Stated goal -> Pull out every line of the records that contains the string "bowl", matching case exactly.

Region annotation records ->

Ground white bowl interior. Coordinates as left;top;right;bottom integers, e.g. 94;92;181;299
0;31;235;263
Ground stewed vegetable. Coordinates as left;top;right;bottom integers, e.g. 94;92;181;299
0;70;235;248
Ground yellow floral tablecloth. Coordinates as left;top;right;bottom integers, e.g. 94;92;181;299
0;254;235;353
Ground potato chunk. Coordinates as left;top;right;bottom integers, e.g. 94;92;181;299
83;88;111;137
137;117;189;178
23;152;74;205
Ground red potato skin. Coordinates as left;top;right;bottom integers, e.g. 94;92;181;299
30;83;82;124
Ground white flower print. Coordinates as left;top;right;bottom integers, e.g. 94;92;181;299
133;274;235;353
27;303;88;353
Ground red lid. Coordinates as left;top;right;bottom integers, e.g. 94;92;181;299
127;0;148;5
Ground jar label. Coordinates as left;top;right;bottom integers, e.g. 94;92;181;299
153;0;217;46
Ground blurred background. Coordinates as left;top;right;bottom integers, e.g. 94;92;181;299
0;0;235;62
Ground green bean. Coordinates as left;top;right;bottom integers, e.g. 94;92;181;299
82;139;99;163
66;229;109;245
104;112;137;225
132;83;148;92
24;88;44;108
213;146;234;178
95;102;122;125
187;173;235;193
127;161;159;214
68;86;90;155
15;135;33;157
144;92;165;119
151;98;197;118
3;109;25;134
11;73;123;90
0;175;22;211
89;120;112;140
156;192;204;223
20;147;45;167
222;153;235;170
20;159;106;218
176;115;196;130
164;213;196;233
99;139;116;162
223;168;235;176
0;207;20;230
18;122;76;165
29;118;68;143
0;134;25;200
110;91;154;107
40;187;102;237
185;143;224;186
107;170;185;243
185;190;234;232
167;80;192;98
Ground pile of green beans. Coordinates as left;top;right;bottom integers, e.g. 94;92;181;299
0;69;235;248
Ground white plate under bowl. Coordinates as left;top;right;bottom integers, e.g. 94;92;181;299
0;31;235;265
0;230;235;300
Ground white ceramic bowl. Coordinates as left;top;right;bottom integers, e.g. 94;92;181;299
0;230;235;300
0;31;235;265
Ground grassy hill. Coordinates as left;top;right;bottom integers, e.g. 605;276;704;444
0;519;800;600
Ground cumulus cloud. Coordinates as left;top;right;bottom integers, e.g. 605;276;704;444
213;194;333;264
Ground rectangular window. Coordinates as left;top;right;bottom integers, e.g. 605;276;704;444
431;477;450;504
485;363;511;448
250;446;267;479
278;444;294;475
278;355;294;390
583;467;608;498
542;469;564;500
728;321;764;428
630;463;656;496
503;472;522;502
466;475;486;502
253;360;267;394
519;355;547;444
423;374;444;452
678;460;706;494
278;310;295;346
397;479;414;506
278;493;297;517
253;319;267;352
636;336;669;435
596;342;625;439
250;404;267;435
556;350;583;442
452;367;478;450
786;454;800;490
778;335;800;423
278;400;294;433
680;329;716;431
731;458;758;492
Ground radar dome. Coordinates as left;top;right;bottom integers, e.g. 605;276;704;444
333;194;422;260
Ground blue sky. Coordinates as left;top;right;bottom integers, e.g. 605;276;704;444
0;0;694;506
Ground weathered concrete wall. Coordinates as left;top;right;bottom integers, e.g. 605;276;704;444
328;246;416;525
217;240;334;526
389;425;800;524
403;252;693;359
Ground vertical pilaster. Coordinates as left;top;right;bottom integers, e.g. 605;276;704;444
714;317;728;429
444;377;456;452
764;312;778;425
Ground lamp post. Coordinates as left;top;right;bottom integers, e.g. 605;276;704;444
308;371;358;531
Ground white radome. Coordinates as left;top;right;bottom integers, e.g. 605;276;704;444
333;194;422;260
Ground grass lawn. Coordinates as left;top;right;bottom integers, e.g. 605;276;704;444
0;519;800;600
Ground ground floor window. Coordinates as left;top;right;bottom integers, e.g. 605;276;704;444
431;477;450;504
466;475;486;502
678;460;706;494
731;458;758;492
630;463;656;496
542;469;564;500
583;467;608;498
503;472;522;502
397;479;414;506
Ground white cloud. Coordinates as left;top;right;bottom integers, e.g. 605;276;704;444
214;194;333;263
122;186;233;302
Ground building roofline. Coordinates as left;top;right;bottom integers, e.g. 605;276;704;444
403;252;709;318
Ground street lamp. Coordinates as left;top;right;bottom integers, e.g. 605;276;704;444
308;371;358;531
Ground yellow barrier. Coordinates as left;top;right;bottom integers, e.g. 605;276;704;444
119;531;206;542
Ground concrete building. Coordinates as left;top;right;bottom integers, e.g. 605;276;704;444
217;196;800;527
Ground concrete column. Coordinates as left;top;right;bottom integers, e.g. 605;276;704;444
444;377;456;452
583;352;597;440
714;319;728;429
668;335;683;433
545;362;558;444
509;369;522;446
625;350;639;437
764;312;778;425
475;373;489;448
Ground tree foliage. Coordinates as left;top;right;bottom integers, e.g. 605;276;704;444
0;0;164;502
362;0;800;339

Problem solution ->
Ground white bowl interior. Coordinates as left;top;right;bottom integers, e.g. 94;92;181;299
Ground white plate under bowl. Coordinates as left;top;right;bottom integers, e.g. 94;92;181;299
Ground white ceramic bowl. Coordinates as left;top;right;bottom integers, e.g. 94;92;181;299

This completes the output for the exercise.